JOB
Count the lines in the records below that contain the string "outline", treating uppercase and lowercase as different. Reply with the number alone.

(Segmentation dataset records)
--- start ---
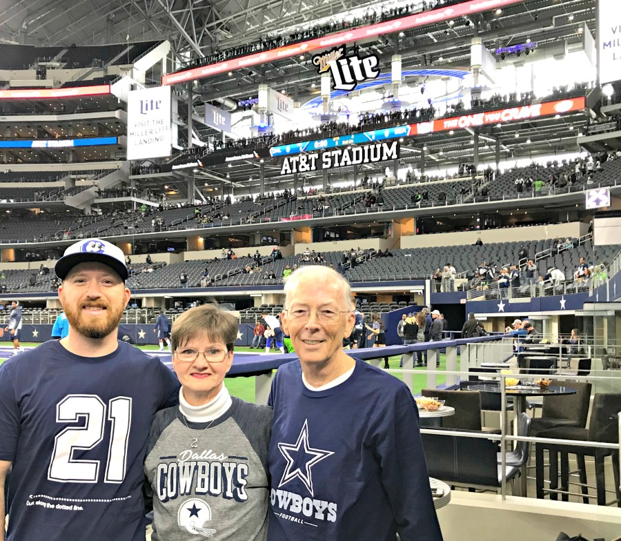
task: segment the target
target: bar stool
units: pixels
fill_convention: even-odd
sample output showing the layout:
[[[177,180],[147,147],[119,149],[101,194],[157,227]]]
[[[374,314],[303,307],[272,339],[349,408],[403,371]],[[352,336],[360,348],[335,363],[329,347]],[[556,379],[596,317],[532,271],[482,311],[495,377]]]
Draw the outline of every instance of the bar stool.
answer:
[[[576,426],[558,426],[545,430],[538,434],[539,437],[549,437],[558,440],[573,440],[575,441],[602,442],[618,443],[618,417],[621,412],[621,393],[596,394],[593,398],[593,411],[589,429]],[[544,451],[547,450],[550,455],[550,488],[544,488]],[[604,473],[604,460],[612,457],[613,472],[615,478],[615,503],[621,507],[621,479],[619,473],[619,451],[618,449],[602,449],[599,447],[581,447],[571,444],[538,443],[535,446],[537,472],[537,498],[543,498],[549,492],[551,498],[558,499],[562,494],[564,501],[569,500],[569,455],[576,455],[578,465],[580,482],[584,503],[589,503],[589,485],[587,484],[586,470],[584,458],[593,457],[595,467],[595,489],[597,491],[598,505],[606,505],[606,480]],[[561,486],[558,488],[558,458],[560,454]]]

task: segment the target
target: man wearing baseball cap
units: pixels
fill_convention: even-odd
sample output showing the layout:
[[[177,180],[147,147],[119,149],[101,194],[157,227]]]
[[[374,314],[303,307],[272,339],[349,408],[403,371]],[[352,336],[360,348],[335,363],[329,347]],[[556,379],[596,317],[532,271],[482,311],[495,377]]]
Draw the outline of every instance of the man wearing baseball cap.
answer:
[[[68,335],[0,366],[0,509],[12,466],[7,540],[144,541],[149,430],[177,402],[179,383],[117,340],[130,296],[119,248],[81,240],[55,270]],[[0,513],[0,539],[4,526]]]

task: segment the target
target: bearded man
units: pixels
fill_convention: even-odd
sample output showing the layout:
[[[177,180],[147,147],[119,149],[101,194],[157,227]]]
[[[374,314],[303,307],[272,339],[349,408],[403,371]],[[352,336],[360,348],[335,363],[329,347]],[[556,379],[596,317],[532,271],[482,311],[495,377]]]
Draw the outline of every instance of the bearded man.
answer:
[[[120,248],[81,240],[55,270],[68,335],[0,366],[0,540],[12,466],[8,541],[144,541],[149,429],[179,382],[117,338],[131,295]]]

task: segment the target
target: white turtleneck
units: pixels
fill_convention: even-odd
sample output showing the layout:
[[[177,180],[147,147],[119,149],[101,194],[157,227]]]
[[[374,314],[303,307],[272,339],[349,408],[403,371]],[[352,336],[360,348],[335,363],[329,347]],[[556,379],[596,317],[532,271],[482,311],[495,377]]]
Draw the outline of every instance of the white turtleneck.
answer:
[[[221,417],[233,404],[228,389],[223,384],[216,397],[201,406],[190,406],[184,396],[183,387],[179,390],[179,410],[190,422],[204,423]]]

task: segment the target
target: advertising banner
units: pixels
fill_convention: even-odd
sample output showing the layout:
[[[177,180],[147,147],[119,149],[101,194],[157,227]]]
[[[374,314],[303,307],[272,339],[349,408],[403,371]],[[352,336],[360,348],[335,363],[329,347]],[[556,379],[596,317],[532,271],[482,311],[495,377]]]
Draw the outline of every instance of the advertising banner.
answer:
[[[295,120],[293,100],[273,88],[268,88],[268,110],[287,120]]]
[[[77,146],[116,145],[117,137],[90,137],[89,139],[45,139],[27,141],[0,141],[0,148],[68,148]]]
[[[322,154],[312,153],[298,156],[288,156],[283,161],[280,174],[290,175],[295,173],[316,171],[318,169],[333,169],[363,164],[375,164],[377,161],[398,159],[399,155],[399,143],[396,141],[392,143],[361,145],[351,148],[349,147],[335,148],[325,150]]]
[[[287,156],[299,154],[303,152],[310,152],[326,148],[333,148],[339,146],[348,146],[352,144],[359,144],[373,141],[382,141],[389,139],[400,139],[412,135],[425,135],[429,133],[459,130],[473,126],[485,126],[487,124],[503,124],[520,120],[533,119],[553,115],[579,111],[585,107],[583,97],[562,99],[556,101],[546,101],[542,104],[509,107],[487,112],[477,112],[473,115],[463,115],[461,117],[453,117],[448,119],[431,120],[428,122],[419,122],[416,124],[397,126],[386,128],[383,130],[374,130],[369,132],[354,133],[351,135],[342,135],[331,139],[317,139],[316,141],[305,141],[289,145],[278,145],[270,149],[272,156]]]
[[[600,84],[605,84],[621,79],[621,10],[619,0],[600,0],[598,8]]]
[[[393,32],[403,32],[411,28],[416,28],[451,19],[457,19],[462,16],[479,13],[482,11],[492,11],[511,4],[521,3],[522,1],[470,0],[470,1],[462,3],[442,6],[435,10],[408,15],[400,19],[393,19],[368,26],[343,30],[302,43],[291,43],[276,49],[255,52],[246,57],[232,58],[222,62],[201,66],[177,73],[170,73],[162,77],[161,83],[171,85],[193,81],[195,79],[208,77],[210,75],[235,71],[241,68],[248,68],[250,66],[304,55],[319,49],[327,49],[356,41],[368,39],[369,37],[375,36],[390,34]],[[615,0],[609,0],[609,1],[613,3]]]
--- end ---
RESPONSE
5